#### WHAT YOU NEED TO DO
Transcribe every line of the records verbatim.

#### SUPPLIED INFORMATION
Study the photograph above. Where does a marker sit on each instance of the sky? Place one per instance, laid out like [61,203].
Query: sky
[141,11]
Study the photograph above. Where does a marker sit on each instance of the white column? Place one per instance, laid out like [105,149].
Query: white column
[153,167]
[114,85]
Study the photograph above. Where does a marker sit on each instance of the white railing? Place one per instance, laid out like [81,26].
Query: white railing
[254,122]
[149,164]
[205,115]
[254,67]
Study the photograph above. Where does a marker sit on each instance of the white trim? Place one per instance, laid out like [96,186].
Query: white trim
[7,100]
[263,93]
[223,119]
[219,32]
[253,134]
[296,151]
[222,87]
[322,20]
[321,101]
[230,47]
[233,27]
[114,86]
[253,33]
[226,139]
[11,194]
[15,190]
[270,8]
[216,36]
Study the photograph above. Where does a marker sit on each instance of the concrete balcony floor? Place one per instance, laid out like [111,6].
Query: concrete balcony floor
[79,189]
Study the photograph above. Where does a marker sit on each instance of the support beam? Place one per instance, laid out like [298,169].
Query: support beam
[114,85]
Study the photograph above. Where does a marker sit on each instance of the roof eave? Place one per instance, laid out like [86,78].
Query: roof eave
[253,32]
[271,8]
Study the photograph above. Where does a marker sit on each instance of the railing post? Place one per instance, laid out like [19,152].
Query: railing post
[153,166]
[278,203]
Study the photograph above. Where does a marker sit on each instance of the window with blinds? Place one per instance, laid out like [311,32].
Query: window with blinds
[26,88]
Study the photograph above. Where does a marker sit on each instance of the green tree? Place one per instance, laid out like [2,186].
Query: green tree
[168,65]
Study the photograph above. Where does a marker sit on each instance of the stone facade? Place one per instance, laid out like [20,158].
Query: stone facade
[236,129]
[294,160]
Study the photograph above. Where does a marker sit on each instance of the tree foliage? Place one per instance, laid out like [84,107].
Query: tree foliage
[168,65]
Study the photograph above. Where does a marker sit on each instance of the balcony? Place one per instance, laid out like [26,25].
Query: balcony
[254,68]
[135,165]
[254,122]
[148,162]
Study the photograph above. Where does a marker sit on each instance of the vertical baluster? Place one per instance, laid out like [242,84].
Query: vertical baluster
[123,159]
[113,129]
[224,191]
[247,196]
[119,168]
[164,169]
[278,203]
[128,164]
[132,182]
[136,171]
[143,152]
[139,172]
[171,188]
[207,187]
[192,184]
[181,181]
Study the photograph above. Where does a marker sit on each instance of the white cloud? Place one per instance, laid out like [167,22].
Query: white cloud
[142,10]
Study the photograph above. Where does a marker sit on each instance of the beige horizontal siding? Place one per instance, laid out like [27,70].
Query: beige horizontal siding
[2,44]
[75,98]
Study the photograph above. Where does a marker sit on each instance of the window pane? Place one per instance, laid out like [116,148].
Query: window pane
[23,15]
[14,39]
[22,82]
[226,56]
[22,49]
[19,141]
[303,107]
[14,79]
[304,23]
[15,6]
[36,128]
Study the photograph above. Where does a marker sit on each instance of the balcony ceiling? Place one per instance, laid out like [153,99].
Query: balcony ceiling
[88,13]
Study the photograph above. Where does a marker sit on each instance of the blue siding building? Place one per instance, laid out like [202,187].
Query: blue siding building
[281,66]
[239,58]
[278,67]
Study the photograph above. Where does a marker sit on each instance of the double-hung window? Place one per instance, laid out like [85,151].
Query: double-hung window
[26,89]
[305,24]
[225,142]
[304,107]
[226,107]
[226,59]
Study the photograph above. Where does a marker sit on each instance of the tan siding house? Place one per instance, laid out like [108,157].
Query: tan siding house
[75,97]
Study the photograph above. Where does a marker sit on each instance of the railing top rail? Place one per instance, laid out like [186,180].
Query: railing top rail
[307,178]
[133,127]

#### TASK SOLUTION
Study the photograph above. Where does a marker sit on each instance of the sky? Place one per instance, laid out like [61,203].
Query: sky
[141,11]
Study the photograph above. Where does a marker sit on each instance of the white column? Place one per instance, laid out like [105,149].
Query: white column
[153,167]
[114,85]
Study the photograph above. Where does a marker sit on each instance of the white railing? Place one per instance, laid out like [81,26].
Query: white railing
[254,122]
[149,164]
[205,115]
[254,67]
Study the photograph above. Where does a marker sit on each instance of the white trim? Place one per instance, laid out like [96,186].
Query: white trim
[7,100]
[263,93]
[223,119]
[219,32]
[253,134]
[296,151]
[222,87]
[322,20]
[321,101]
[230,47]
[233,27]
[114,86]
[253,33]
[226,139]
[11,194]
[15,190]
[270,8]
[216,36]
Study the photograph above. Where does a marker sit on each instance of the concrete balcony floor? Place one per instance, laid out like [111,6].
Query: concrete balcony floor
[79,189]
Study the photograph above. Where does a marker sit on each instance of the support beam? Place one per instance, laid out like [298,169].
Query: support beam
[114,85]
Study the photograph above. Where does a marker sit on each instance of the roof eave? Place one per instance, laid out like [86,78].
Query: roof eave
[253,32]
[271,8]
Study the photograph above. Where does a marker sit on each instance of the railing post? Place one per instance, laid out like [19,152].
Query: railing post
[153,166]
[278,203]
Study the photograph above. Where does a marker sit on each instance of the window with blinds? Place one per instance, laid out like [311,32].
Query: window with blinds
[26,88]
Study the photograph above. Where does a marker sit on each instance of the green tree? Place one per instance, laid out like [2,186].
Query: green tree
[168,65]
Study the photograph above. Where does a marker sit on each instance of the stone facade? Place one per instance, laid out like [20,158].
Query: stone facade
[236,129]
[294,160]
Study the photograph above. Where does a marker sit on each instance of the tree foliage? Place one per instance, laid out like [84,107].
Query: tree foliage
[168,65]
Study the photograph above. Where does a marker sit on each instance of the balcony? Place one per instance, laid out like [26,25].
Query: balcony
[254,68]
[135,165]
[254,122]
[148,162]
Study the photograph above. Where does a marker sit on each instance of the vertical baluster? Place one per instance, laid out like [242,84].
Query: vertical baluster
[123,159]
[113,129]
[224,191]
[247,196]
[119,168]
[164,169]
[278,203]
[128,164]
[132,182]
[136,171]
[143,152]
[139,172]
[171,188]
[207,187]
[192,184]
[181,181]
Study the photograph above. Where does a marker sit on each instance of the white cloud? Place one per instance, laid out like [167,22].
Query: white cloud
[142,10]
Study the photograph above. Where does a marker sit on each instance of the beige horizontal siding? Place one per instance, laid out like [27,70].
Query: beige horizontal siding
[2,44]
[75,98]
Study the photograph above. Where does a marker sit on each instance of the window pane? Place one per instance, laid out like [116,148].
Query: window pane
[23,15]
[14,39]
[22,82]
[226,56]
[22,49]
[19,141]
[303,107]
[14,79]
[304,23]
[15,6]
[36,128]
Study the photograph above. Where does a marker sit on each instance of the balcony ceiling? Place one per instance, laid out like [153,99].
Query: balcony ceiling
[88,13]
Study the photograph above. Where does a marker sit on each instance of the blue siding building? Place one per instance, laid out like [202,187].
Query: blue siding building
[281,66]
[239,58]
[278,67]
Study the photograph above. Where does a marker sit on each instance of the double-hung window? Place one per instance, laid out like [85,151].
Query: double-hung window
[26,89]
[305,24]
[225,142]
[304,107]
[226,107]
[226,59]
Study the photograph above. Where does a marker sit on each instance of the tan siding house? Place one per instance, laid out like [108,157].
Query: tan siding house
[75,97]
Study the photograph above. Where does a marker sit on each instance of the railing top rail? Place one per instance, laid out like [186,180].
Query: railing top rail
[307,178]
[133,127]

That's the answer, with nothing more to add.